— DATA —

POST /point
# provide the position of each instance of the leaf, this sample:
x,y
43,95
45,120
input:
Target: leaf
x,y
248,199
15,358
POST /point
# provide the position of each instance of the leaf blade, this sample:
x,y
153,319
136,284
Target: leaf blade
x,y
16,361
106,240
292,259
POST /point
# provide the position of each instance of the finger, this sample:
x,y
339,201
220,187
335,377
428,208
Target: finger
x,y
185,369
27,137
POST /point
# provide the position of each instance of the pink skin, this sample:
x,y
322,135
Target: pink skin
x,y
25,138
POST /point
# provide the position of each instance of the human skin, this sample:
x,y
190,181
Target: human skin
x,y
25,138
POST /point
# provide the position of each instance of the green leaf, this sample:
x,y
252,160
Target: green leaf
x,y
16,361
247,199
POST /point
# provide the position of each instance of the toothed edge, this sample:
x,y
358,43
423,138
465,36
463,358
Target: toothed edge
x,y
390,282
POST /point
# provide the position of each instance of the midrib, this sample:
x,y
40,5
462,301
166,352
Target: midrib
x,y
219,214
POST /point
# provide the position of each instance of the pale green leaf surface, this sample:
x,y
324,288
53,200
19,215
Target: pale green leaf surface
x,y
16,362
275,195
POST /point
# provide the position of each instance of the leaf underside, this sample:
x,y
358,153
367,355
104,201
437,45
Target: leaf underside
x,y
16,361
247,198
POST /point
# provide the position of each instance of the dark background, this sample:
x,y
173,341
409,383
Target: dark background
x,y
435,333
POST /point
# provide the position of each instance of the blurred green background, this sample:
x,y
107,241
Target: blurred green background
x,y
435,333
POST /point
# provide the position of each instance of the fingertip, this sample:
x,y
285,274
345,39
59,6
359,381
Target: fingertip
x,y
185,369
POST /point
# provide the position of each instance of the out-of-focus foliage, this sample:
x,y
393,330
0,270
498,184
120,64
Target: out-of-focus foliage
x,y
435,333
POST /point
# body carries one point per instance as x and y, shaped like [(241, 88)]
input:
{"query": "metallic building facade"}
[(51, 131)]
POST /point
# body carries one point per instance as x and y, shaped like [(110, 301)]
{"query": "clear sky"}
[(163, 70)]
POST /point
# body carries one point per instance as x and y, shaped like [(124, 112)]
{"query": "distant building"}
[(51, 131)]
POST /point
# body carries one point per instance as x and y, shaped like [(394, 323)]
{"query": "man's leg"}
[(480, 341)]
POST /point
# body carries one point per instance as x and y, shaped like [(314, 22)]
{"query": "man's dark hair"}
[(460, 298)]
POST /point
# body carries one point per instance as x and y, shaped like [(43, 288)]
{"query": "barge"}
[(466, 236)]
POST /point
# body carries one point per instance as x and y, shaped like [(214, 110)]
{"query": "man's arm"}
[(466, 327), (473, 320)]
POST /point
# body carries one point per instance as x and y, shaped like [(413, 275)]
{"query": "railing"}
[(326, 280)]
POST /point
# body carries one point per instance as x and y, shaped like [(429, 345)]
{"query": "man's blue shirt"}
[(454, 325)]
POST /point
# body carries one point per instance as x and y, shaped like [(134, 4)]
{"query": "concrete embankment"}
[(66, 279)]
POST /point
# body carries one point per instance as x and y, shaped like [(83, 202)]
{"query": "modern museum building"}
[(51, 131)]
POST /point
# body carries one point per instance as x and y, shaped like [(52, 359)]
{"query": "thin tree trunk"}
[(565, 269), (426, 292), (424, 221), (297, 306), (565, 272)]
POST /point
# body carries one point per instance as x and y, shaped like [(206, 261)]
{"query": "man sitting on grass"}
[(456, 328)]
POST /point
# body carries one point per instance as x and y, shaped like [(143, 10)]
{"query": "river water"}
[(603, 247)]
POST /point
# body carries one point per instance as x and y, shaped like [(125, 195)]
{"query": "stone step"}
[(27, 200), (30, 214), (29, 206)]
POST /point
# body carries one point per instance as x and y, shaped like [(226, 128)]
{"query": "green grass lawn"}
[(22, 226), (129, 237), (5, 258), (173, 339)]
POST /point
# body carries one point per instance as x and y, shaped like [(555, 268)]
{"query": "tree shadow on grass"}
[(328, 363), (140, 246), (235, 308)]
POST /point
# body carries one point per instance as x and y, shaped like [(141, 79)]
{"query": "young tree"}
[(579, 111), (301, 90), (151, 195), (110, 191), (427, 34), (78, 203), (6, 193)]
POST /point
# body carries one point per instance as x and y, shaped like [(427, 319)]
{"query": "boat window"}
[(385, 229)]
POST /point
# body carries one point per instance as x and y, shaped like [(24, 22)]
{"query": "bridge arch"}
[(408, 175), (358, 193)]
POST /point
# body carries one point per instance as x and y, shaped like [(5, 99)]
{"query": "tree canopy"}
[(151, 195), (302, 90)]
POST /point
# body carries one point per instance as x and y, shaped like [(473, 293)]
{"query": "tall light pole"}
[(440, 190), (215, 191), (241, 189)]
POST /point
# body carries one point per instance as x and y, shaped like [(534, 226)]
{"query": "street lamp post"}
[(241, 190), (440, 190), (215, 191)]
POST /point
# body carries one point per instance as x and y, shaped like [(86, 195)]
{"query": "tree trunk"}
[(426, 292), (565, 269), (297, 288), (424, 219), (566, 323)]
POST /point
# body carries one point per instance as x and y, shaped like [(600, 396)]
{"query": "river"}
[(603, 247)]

— TASK DETAILS —
Answer by repeating every line of the listing exactly.

— WRITTEN ANSWER —
POST /point
# provide the position of each instance of the leaf, this sample:
x,y
43,95
45,120
input:
Target: leaf
x,y
248,199
15,358
POST /point
# provide the position of each instance of the leaf blade, this sample:
x,y
153,319
136,284
Target: leaf blade
x,y
16,361
106,240
292,259
POST /point
# provide the position of each instance of the finger, this sample:
x,y
339,201
220,187
335,377
428,208
Target: finger
x,y
185,369
27,137
POST /point
# provide the position of each instance of the pink skin, this sample:
x,y
322,135
Target: pink skin
x,y
25,138
POST /point
# provide the position of each instance of the human skin, this sample:
x,y
190,181
Target: human skin
x,y
25,138
POST /point
# provide the position of each instance of the green leaf, this sample:
x,y
252,160
Target: green leaf
x,y
16,361
247,199
POST /point
# provide the position of each instance of the toothed edge, this sample:
x,y
358,43
423,138
465,36
463,358
Target: toothed edge
x,y
390,282
POST /point
# provide the position of each instance of the midrib, this sample:
x,y
40,5
462,301
166,352
Target: midrib
x,y
219,214
POST /point
# provide the position of each instance of the pale green leaf surface, this sample:
x,y
324,288
53,200
19,215
Target: pale green leaf surface
x,y
16,362
275,195
POST /point
# provide the position of each instance of the leaf underside, this sample:
x,y
358,153
367,355
104,201
437,45
Target: leaf underside
x,y
16,361
247,198
POST /point
# provide the position of each instance of the dark background, this sample:
x,y
173,341
409,383
Target: dark background
x,y
435,333
POST /point
# provide the position of each instance of the blurred green background, this sample:
x,y
107,241
Target: blurred green background
x,y
435,333
POST /point
# provide the position of each instance of the fingertip, this sample:
x,y
285,274
345,39
59,6
359,381
Target: fingertip
x,y
185,369
POST /point
# provide the position of each instance of the out-of-focus foliage, this sample:
x,y
393,330
0,270
498,184
120,64
Target: out-of-focus foliage
x,y
435,333
POST /point
# body carries one point per instance as x and y, shaped like [(241, 88)]
input:
{"query": "metallic building facade"}
[(51, 131)]
POST /point
# body carries one point per instance as x and y, shaped like [(110, 301)]
{"query": "clear sky"}
[(163, 70)]
POST /point
# body carries one point per instance as x and y, shaped like [(124, 112)]
{"query": "distant building"}
[(51, 131)]
POST /point
# body carries one point per instance as x and y, shaped like [(394, 323)]
{"query": "man's leg"}
[(480, 341)]
POST /point
# body carries one point per instance as x and y, shaped like [(314, 22)]
{"query": "man's dark hair"}
[(460, 298)]
POST /point
# body carries one point per instance as x and y, shaped like [(43, 288)]
{"query": "barge"}
[(466, 236)]
POST /point
# body carries one point per instance as x and y, shaped like [(214, 110)]
{"query": "man's arm"}
[(466, 327), (473, 320)]
POST /point
# body carries one point per instance as x and y, shaped like [(413, 275)]
{"query": "railing"}
[(326, 280)]
POST /point
# body carries one point per instance as x and y, shaped like [(429, 345)]
{"query": "man's blue shirt"}
[(454, 325)]
POST /point
# body carries one point per instance as x and y, shaped like [(134, 4)]
{"query": "concrete embankment"}
[(66, 279)]
POST /point
# body carries one point per instance as x and y, shaped like [(83, 202)]
{"query": "modern museum building"}
[(51, 131)]
POST /point
# body carries one point per instance as x and y, shaped like [(52, 359)]
{"query": "thin tree trunk"}
[(565, 269), (426, 292), (424, 221), (297, 306), (565, 272)]
POST /point
# body carries one point per instance as x and y, shaped like [(206, 261)]
{"query": "man sitting on grass"}
[(456, 328)]
POST /point
# body carries one point per instance as x and y, shaped like [(143, 10)]
{"query": "river water"}
[(603, 247)]
POST /point
# body carries one point per instance as x and y, shaped like [(125, 195)]
{"query": "stone step"}
[(27, 200), (30, 214), (29, 206)]
POST /point
# body carries one point per instance as x and y, shaped like [(226, 128)]
{"query": "green grass lawn"}
[(22, 226), (129, 237), (5, 258), (173, 339)]
POST /point
# body carries one point per instance as x and y, shaped like [(555, 268)]
{"query": "tree shadow on grass"}
[(328, 363), (140, 246), (235, 308)]
POST /point
# body carries one point per instance as x and y, shaped like [(141, 79)]
{"query": "young tree"}
[(579, 111), (301, 90), (151, 195), (110, 191), (427, 34), (78, 203), (6, 193)]
POST /point
# body carries one point per instance as x and y, shaped like [(427, 319)]
{"query": "boat window"}
[(385, 229)]
POST /point
# body carries one point per instance as x and y, shaped like [(24, 22)]
{"query": "bridge arch"}
[(408, 175), (358, 193)]
POST /point
# body carries one point per instance as x and y, shaped like [(5, 99)]
{"query": "tree canopy"}
[(151, 195), (302, 90)]
POST /point
# body carries one point per instance as x and y, shaped like [(473, 293)]
{"query": "tall light pole"}
[(440, 190), (215, 191), (241, 189)]
POST /point
# body carries one point per instance as x and y, shaped like [(534, 226)]
{"query": "street lamp post"}
[(241, 190), (440, 190), (215, 191)]
POST /point
# body carries one point per instance as x and y, shaped like [(86, 195)]
{"query": "tree trunk"}
[(426, 292), (565, 269), (297, 288), (424, 219), (566, 323)]
POST /point
# body carries one point per instance as x and y, shaped like [(600, 396)]
{"query": "river"}
[(603, 247)]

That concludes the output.